● Text shown
--- Start ---

Allocate memory on stack without calling constructor

Question

I'd like to keep MyClass in the stack memory (simpler, faster) in the following code, but avoid calling the default constructor:

#include <iostream>

class MyClass {
public:
  MyClass() {
    std::cout << "MyClass()" << std::endl;
  }

  MyClass(int a) {
    std::cout << "MyClass(" << a << ")" << std::endl;
  }

  MyClass(const std::string& a) {
    std::cout << "MyClass(\"" << a << "\")" << std::endl;
  }

  void doStuff() {
    std::cout << "doStuff()" << std::endl;
  }
};

int main(int argc, char* argv[]) {
  bool something;
  if (argc > 1)
    something = 1;
  else
    something = 0;

  MyClass c;
  if (something)
    c = MyClass(1);
  else
    c = MyClass("string");
  c.doStuff();

  return 0;
}

As far as I know, the only way to avoid calling the default constructor would be to use a pointer, but then I would have to allocate in the heap and deal with memory management. Is there any other way?

Answer 1

If you don't mind using a total hack, you can try a placement new.

char mem[sizeof(MyClass)] alignas(MyClass);
auto custom_deleter = [](MyClass *p){ p->~MyClass(); };
std::shared_ptr<MyClass> c(new (mem) MyClass, custom_deleter);

You use the alignas to make sure the automatic memory allocated is properly aligned for your object. The custom_deleter function calls the destructor without freeing the memory, which is needed when using automatic memory with a smart pointer. A demo of the code can be found here.

But, for your problem a more elegant solution exists. You can use a copy constructor instead:

  MyClass c = something ? MyClass(1) : MyClass("string");
  c.doStuff();

Answer 2

You're right. It isn't possible for you do avoid calling the default constructor, unless you want to duplicate some code like shown below.

if (something) {
    MyClass c(1);
    c.doStuff();
}
else {
    MyClass c("string");
    c.doStuff();
}

I would recommend that you create the object of the heap, but delegate the memory handling to another class. With C++03, there is the std::auto_ptr class which can be used. With C++11, auto_ptr has be deprecated, and instead you can use shared_ptr or unique_ptr.

--- End ---

● What is expected
Write what comes next in the forum thread about allocating a C++ object on the stack without calling its default constructor, starting after its last sentence. The data after this thread comes from a separate, unrelated source.

● Collected data
--- Start ---

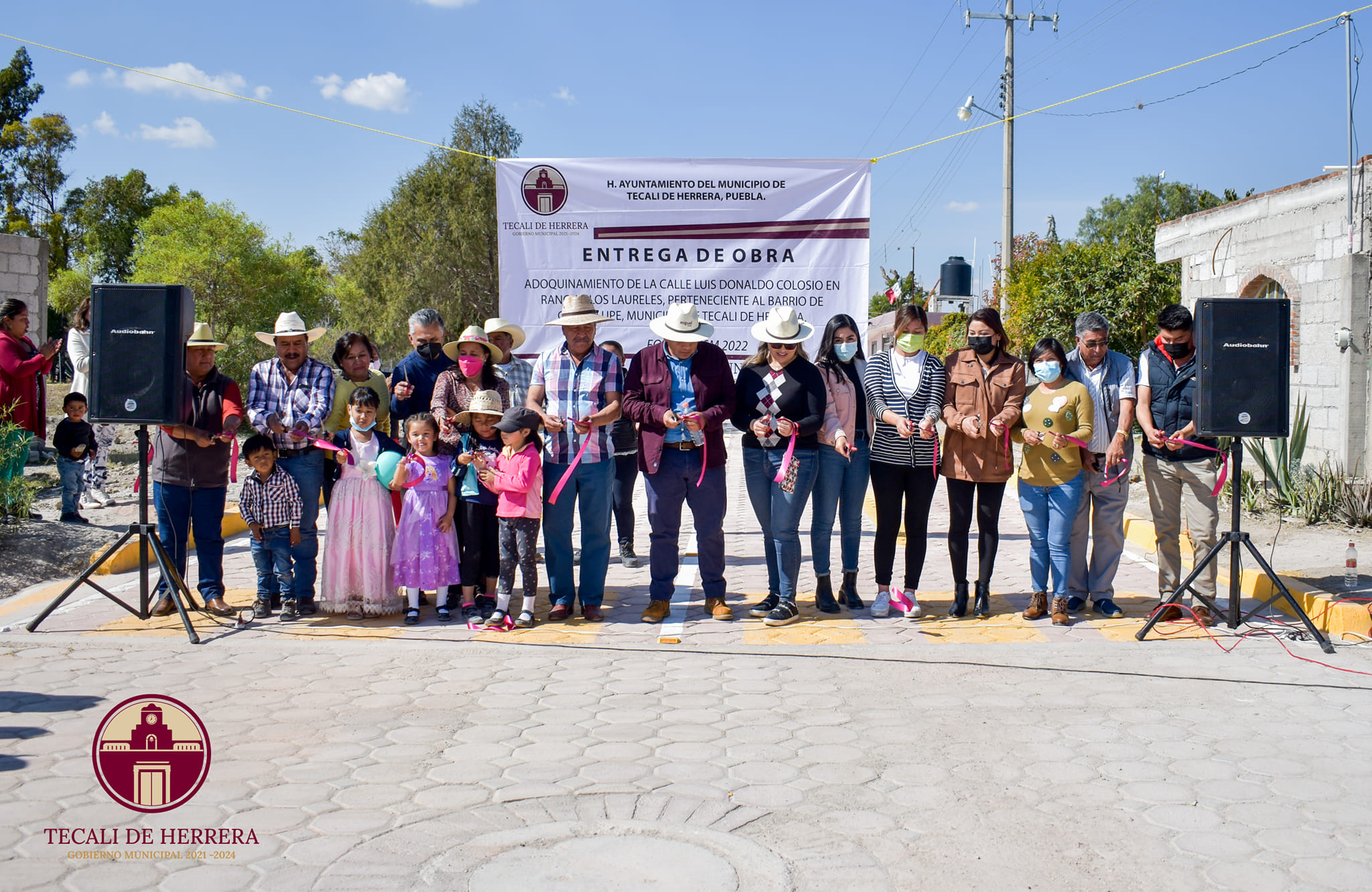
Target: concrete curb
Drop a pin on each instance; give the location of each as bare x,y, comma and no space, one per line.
1320,605
127,558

--- End ---

● Response to the exercise
Here is some example code using shared_ptr -

std::shared_ptr<MyClass> c;
if (something)
    c.reset(new MyClass(1));
else 
    c.reset(new MyClass("string"));

c->doStuff();

The object will automatically be deleted when it goes out of scope.

In general, it is recommended to use smart pointers instead of doing the memory management yourself. This is especially useful when you're dealing with code that can throw exceptions.

Answer 3

Benjamin Bannier's suggestion works for me on GCC 4.7.2 with no special compiler flags (i.e., default optimization), or with -O0, -O1, -O2, or -O3:

int main(int argc, char* argv[]) {
  bool something;
  if (argc > 1)
    something = 1;
  else
    something = 0;

  MyClass c = something ? MyClass(1) : MyClass("string");

  c.doStuff();

  return 0;
}

I get the same results when I try it on GCC 3.4.4 (circa 2004), GCC 3.4.6 (2006), GCC 4.2.4 (2007), and GCC 4.7.2 (2012).

Answer 4

Try, this might avoid extra copy due to compiler copy elision:

MyClass makeInstance(int a, string& b) {
    if (something) {
        return MyClass(a);
    } else {
        return MyClass(b);
    }
}

I tried it and in my case I see only one object constructed and destroyed.

Answer 5

Modern approach

Since C++11 we have std::aligned_storage, which can be used to reserve stack space for an object in a type-safe way without invoking its constructor. See here: https://en.cppreference.com/w/cpp/types/aligned_storage.

I had a particular usage scenario for this, and simply post my solution. Should be fairly simple to replicate and customize for other needs:

#include <new>
#include <iostream>

template<typename T>
using AlignedStorage = std::aligned_storage<sizeof(T), alignof(T)>::type;

struct A
{
    A(int _x) : x(new int(_x)) {}
    ~A() { delete x; }
    int* x;
};

struct B
{
    AlignedStorage<A> a;
};

B* create_b()
{
    auto res = new B(); // the member a does not get constructed!

    new (&res->a) A(42); // does not allocate, but calls constructor!

    return res;
}

void destroy_b(B* b)
{
    (reinterpret_cast<A*>(&b->a))->~A(); // destruct, but not deallocate!

    delete b; // be can safely be deallocated
}

int main()
{
    B* b = create_b();
    std::cout << "b->a = " << *(reinterpret_cast<A*>(&b->a)->x) << '\n';
    destroy_b(b);

    return 0;
}

Remarks

For the example above, the struct B gets allocated on the heap, but it contains a struct A which is stored as a value. The code was compiled with g++-11 -std=c++20 example.cpp, which means that it requires C++20. For C++11 I get some compiler errors, so likely other stuff has to be added for that to work.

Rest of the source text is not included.